* **Material provided**
<<<<

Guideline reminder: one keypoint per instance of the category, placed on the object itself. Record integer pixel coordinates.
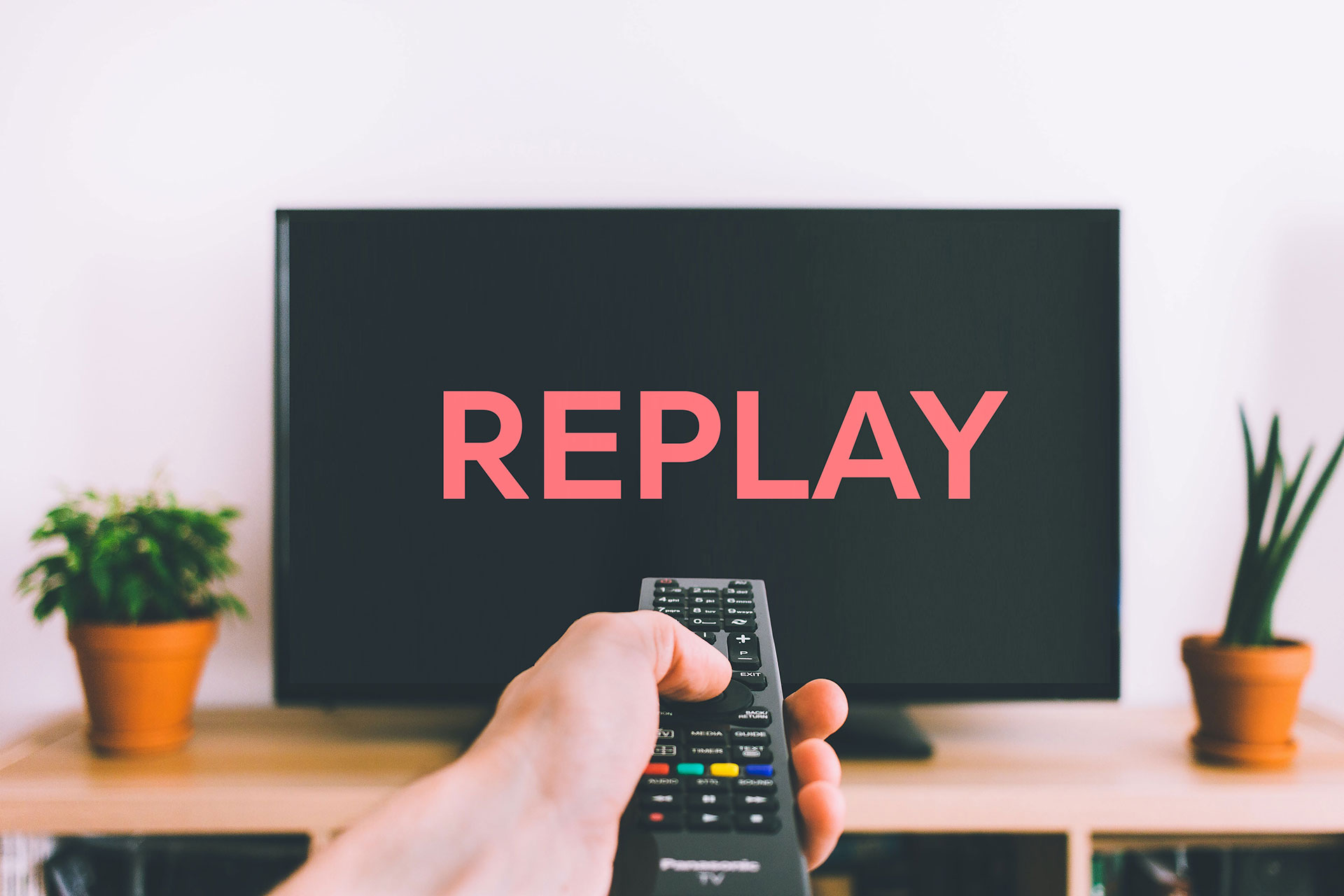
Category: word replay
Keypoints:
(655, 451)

>>>>
<<<<

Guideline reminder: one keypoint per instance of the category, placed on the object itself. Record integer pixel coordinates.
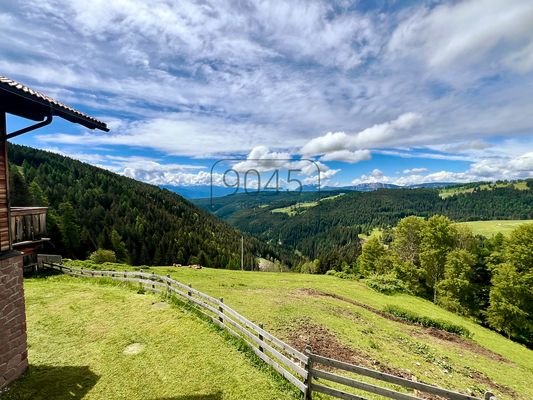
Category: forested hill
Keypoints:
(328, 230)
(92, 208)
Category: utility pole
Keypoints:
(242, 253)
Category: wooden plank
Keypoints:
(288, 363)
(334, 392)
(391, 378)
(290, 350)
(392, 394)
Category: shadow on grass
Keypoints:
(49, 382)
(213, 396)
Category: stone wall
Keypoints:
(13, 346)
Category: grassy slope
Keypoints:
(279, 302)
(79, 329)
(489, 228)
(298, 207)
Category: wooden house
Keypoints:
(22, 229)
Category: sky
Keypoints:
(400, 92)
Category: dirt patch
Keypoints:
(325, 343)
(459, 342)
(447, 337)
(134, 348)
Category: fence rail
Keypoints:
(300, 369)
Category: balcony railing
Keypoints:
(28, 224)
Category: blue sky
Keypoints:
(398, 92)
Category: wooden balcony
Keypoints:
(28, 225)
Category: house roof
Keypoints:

>>>>

* **Written request**
Please extract every line above that contains the word "balcony", treating uppercase and lowercase as different.

* **Result of this exercise**
Category: balcony railing
Category: wooden balcony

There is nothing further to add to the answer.